**REQUIREMENT**.
In the listing below, please print the line that contains "red t-shirt shown in this photo." and every line that follows it, exactly.

(Dataset excerpts on object pointing)
--- Begin ---

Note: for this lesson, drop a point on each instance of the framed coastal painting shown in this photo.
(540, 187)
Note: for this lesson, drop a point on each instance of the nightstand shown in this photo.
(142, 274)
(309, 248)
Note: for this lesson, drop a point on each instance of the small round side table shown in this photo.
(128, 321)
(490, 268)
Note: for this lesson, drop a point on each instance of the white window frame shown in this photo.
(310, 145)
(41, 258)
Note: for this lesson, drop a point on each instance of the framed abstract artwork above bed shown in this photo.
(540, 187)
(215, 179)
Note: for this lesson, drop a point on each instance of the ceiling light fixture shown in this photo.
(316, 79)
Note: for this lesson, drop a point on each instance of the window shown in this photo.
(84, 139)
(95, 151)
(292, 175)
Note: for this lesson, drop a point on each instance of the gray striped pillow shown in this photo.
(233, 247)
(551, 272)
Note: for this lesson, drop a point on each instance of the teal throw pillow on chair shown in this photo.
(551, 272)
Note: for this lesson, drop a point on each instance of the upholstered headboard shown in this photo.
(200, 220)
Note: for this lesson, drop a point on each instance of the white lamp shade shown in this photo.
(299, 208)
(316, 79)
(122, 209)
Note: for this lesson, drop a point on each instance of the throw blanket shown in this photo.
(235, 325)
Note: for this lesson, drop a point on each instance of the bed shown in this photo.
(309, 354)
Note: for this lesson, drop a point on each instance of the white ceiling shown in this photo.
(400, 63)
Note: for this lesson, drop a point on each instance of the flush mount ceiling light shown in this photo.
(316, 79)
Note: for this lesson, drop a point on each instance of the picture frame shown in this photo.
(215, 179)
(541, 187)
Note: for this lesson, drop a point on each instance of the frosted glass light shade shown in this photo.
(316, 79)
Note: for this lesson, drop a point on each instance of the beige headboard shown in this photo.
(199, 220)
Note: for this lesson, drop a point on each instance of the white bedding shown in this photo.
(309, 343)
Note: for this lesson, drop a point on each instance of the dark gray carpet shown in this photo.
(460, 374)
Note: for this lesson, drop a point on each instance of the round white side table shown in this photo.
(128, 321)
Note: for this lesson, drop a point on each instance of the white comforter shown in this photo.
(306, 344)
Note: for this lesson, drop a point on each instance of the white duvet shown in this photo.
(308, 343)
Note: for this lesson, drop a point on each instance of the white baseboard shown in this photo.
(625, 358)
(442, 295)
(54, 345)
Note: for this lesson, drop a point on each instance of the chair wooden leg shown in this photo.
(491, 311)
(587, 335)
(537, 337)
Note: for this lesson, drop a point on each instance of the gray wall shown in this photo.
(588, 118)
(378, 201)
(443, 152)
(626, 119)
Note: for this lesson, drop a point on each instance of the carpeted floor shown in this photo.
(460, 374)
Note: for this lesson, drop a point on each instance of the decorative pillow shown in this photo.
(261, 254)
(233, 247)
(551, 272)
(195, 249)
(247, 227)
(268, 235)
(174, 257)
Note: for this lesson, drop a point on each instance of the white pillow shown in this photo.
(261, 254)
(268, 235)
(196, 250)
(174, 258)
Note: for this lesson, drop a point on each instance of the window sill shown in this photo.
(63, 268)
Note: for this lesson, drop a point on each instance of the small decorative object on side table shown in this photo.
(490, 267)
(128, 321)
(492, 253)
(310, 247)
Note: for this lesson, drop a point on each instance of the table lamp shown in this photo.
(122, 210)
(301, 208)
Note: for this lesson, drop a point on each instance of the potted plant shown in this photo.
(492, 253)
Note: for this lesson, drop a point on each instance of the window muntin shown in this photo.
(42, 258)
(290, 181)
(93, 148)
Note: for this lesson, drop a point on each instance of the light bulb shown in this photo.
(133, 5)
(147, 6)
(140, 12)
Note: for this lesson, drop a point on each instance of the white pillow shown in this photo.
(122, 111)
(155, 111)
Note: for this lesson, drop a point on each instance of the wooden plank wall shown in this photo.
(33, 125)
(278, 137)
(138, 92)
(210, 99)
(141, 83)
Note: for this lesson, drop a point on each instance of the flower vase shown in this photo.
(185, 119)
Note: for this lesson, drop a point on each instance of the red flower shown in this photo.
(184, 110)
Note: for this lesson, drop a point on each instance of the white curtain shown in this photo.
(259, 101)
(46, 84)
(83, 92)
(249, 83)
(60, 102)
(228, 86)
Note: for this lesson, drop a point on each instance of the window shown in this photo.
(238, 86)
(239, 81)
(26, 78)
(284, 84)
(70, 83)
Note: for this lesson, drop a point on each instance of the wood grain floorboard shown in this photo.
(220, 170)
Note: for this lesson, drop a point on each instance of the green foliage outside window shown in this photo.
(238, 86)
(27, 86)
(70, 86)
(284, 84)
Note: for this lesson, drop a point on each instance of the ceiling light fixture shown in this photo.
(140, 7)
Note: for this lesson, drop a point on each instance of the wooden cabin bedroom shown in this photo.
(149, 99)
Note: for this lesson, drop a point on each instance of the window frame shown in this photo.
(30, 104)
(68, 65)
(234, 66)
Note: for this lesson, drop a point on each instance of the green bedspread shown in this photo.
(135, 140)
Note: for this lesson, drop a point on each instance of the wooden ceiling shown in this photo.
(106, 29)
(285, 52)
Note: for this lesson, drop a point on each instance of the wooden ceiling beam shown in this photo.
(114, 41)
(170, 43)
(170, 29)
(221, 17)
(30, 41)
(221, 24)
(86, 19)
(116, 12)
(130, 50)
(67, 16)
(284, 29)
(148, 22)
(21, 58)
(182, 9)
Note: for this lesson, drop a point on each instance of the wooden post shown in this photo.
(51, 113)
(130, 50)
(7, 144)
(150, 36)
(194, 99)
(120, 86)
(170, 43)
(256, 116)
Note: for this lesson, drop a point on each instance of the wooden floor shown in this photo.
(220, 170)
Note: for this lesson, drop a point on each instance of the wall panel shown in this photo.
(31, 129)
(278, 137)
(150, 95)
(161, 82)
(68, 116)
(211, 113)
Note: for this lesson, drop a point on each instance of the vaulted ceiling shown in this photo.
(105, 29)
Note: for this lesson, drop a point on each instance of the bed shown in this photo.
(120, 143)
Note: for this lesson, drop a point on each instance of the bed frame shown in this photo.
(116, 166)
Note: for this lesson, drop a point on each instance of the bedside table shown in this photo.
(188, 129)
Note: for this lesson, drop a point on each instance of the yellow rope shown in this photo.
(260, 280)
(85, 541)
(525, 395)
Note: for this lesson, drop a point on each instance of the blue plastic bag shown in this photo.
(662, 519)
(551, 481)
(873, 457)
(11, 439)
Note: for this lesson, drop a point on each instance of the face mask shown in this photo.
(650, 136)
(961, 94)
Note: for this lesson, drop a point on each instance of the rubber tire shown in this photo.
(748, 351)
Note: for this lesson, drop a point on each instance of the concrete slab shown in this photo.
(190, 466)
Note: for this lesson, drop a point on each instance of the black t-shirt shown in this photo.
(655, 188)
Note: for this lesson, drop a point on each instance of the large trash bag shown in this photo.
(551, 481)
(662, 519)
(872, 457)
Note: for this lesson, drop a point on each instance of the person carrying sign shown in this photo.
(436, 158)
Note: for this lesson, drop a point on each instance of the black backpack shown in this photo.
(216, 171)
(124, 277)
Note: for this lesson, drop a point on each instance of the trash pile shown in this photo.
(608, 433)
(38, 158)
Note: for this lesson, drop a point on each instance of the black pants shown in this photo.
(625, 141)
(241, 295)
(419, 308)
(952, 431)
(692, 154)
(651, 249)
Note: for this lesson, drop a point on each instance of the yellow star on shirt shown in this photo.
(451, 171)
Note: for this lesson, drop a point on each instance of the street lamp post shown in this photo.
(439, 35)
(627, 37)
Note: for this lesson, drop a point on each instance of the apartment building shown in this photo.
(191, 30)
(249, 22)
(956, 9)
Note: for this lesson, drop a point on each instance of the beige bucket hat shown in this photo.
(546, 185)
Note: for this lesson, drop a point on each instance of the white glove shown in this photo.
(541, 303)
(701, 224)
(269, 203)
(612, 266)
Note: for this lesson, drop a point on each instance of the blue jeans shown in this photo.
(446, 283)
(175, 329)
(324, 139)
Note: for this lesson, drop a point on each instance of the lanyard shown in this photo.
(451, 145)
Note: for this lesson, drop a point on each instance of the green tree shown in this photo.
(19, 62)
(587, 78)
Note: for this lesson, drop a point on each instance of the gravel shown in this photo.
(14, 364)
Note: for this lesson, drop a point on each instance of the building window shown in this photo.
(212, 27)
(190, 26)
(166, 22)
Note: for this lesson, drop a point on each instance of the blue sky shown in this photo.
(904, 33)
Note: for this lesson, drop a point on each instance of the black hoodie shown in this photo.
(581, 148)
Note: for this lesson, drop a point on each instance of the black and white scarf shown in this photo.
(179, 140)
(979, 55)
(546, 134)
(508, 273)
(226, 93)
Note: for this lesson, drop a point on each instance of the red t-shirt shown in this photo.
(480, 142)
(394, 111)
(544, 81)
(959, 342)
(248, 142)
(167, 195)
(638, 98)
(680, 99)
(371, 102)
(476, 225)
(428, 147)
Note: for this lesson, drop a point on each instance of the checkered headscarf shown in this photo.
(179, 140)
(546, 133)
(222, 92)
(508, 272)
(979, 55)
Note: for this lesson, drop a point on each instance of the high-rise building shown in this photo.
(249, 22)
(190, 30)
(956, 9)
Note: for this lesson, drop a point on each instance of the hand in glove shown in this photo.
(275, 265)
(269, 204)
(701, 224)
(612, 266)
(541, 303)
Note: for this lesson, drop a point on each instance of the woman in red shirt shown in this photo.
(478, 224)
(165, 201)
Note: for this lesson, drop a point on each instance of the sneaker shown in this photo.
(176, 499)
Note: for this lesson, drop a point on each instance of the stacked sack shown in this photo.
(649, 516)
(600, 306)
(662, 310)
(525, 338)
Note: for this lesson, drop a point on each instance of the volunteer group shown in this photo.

--- End ---

**RESULT FOR THIS EXERCISE**.
Note: for this lesson, drop a point on each instance of the red t-shirt shown in this photo.
(480, 142)
(394, 111)
(544, 81)
(959, 342)
(248, 142)
(167, 195)
(638, 98)
(680, 99)
(371, 102)
(476, 225)
(428, 147)
Note: for this lesson, drop a point on each instance of the checkered headscarf shown in this photo.
(179, 140)
(546, 133)
(222, 92)
(508, 272)
(979, 55)
Note: for this lesson, drop a point on each instance of the high-rise building shown in this photo.
(249, 22)
(190, 30)
(956, 9)
Note: for this lesson, drop a point on each instance of the hand in glove shown in this photo.
(275, 265)
(269, 204)
(701, 224)
(612, 266)
(541, 303)
Note: for this lesson, drop a point on each instance of the woman in red shirt shown in this photo.
(478, 224)
(165, 201)
Note: for this lesson, drop a point on each instance of the sneaker shown in this photo.
(176, 499)
Note: for this lesson, drop a point on each instance of the stacked sack shown in this photo.
(649, 516)
(600, 306)
(662, 310)
(525, 338)
Note: for this lesson, drop a point on each instance of the volunteer group shown in this photo.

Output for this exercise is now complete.